Exercise details: Render everything from the line containing "Where can the leafy" down to the line containing "<point>275,409</point>", both included, as a Markdown table with a Row column holding each line's number and a Line column holding the line itself. Skip any blank lines.

---------------

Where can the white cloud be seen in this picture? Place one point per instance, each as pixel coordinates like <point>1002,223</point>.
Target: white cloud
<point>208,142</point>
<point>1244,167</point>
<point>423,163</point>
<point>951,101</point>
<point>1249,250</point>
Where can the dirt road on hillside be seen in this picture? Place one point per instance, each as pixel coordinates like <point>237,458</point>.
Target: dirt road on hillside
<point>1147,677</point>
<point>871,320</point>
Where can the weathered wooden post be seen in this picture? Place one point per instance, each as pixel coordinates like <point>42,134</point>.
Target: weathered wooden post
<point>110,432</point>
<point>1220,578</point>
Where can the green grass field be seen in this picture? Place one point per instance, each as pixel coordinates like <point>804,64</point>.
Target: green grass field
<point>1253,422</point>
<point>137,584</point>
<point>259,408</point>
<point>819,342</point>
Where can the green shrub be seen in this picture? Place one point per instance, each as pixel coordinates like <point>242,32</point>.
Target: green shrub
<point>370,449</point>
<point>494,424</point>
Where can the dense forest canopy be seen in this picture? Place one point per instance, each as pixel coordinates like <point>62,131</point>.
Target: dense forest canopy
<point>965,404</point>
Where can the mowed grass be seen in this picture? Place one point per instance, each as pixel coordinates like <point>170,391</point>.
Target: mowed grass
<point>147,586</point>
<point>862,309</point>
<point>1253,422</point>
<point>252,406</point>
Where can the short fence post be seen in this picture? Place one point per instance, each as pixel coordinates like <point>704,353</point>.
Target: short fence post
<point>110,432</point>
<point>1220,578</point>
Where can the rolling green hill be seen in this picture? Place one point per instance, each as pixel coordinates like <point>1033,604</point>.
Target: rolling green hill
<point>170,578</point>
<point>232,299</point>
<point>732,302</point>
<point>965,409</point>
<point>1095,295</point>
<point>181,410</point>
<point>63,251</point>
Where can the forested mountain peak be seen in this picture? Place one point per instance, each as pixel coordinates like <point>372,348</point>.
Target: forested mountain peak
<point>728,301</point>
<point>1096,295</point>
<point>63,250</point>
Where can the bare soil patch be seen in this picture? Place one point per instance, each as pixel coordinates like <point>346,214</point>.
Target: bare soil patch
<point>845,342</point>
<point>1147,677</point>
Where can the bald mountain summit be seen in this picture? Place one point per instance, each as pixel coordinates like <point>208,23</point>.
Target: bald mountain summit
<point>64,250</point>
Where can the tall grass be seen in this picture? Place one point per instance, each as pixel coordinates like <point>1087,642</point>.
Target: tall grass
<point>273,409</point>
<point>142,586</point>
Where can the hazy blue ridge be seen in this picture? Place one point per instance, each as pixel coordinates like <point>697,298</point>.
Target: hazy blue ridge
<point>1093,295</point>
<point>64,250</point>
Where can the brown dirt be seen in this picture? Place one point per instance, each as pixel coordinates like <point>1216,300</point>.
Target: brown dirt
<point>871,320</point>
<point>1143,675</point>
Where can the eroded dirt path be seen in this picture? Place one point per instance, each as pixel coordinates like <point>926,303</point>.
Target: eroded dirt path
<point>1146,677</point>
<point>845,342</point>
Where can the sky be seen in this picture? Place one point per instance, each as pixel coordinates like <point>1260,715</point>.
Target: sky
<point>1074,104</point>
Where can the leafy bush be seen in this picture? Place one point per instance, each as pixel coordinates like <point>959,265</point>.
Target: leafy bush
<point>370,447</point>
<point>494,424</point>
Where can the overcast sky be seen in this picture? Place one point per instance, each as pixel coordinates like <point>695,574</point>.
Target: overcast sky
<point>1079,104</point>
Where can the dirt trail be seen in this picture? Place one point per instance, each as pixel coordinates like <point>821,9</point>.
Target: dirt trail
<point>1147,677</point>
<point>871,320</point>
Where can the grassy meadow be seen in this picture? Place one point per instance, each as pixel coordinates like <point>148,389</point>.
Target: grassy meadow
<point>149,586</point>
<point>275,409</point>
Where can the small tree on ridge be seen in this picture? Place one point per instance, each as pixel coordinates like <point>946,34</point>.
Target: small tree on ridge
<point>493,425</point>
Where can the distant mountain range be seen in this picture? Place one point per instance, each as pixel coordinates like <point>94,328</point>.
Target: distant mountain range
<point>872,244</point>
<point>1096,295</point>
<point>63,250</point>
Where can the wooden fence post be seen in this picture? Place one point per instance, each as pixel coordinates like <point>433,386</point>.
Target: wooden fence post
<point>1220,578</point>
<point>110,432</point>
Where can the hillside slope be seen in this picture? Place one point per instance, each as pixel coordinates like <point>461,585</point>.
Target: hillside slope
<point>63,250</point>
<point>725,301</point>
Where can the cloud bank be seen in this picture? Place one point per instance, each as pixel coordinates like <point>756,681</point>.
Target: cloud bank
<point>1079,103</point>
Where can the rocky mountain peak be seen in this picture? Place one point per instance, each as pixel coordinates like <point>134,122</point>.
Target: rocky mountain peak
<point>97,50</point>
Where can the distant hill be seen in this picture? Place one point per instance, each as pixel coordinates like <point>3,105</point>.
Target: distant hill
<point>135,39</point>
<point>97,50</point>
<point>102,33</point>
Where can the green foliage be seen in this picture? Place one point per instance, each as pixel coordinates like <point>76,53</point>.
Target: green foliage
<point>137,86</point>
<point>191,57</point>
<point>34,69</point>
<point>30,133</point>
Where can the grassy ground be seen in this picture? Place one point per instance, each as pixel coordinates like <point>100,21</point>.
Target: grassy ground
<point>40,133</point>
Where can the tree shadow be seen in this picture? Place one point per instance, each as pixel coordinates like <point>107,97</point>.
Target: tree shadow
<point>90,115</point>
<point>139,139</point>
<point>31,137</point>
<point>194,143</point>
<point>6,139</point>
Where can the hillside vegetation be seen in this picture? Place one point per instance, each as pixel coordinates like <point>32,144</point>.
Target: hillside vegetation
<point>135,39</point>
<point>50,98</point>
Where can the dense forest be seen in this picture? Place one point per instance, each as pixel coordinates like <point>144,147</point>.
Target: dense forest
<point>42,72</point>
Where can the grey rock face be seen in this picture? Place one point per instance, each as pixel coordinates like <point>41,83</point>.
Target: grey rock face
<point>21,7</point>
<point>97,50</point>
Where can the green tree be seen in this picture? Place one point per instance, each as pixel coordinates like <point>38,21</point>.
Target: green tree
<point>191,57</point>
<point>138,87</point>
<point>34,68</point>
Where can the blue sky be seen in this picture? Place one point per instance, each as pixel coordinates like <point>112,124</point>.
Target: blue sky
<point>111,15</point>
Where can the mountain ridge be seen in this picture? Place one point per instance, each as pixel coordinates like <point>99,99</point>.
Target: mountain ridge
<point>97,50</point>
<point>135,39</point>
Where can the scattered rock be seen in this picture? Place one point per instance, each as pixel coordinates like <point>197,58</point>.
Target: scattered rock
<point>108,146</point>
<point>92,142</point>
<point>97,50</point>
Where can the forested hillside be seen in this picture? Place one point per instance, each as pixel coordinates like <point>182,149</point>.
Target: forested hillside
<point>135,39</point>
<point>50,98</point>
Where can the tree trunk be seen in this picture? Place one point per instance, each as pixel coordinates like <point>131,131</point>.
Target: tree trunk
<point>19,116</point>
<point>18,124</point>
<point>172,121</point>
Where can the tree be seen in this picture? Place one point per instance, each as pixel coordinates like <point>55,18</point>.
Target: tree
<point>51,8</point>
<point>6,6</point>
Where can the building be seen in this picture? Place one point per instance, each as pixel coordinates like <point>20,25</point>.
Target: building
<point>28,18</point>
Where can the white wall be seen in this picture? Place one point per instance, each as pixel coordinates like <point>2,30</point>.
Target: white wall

---------------

Written solution:
| Row | Line |
|---|---|
| 1 | Where can the leafy bush be seen in this picture? Place one point per instance, each as pixel coordinates like <point>959,265</point>. |
| 2 | Target: leafy bush |
| 3 | <point>370,447</point> |
| 4 | <point>494,424</point> |
| 5 | Where can the overcast sky be seen in this picture? Place one point per instance, each as pixel coordinates like <point>695,574</point>. |
| 6 | Target: overcast sky |
| 7 | <point>1079,104</point> |
| 8 | Where can the dirt trail be seen in this picture? Place one point per instance, each as pixel coordinates like <point>821,9</point>. |
| 9 | Target: dirt trail |
| 10 | <point>1147,677</point> |
| 11 | <point>871,320</point> |
| 12 | Where can the grassy meadow be seen in this picture? Place one point per instance, each as pixel coordinates like <point>148,389</point>. |
| 13 | Target: grassy meadow |
| 14 | <point>149,586</point> |
| 15 | <point>275,409</point> |